• Job: Copy the records from the line containing "Target: tropical plant inside greenhouse" through the end of the records, swapping every "dot" for "point" and keeping everything else unchanged.

Entries from a point annotation set:
** Begin **

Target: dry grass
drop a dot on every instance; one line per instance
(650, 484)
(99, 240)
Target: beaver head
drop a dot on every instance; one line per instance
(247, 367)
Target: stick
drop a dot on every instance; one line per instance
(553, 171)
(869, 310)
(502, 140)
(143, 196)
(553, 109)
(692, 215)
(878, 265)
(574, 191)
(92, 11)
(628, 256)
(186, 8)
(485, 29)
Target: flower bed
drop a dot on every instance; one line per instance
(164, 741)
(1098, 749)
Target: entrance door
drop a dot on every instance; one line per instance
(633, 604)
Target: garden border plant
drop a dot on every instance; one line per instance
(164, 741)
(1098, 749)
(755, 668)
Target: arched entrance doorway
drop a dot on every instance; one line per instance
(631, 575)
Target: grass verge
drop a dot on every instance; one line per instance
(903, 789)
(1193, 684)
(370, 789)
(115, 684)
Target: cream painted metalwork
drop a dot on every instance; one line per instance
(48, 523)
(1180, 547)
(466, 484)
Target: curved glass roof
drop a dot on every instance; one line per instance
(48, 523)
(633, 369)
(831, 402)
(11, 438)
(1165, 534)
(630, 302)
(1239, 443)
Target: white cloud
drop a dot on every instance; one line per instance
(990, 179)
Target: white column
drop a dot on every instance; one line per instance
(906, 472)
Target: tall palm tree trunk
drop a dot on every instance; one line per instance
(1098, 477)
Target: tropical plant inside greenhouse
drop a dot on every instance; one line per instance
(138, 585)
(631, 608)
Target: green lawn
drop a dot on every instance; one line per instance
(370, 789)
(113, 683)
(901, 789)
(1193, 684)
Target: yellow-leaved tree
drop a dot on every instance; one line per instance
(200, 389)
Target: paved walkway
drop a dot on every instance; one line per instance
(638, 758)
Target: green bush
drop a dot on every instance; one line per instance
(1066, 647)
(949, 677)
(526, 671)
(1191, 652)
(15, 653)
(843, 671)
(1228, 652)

** End **

• Solution to the problem:
Target: tropical plant inside greenhouse
drop a point on every instance; one line per instance
(138, 585)
(631, 608)
Target: green lawn
drop a point on every instance; one line per instance
(370, 789)
(113, 683)
(901, 789)
(1193, 684)
Target: yellow-leaved tree
drop a point on every instance; one line per instance
(200, 389)
Target: paved walkway
drop a point on every instance; one line per instance
(638, 758)
Target: green bush
drop a point on every instance; one line per instance
(1066, 647)
(949, 677)
(526, 671)
(1191, 652)
(15, 653)
(843, 671)
(1228, 652)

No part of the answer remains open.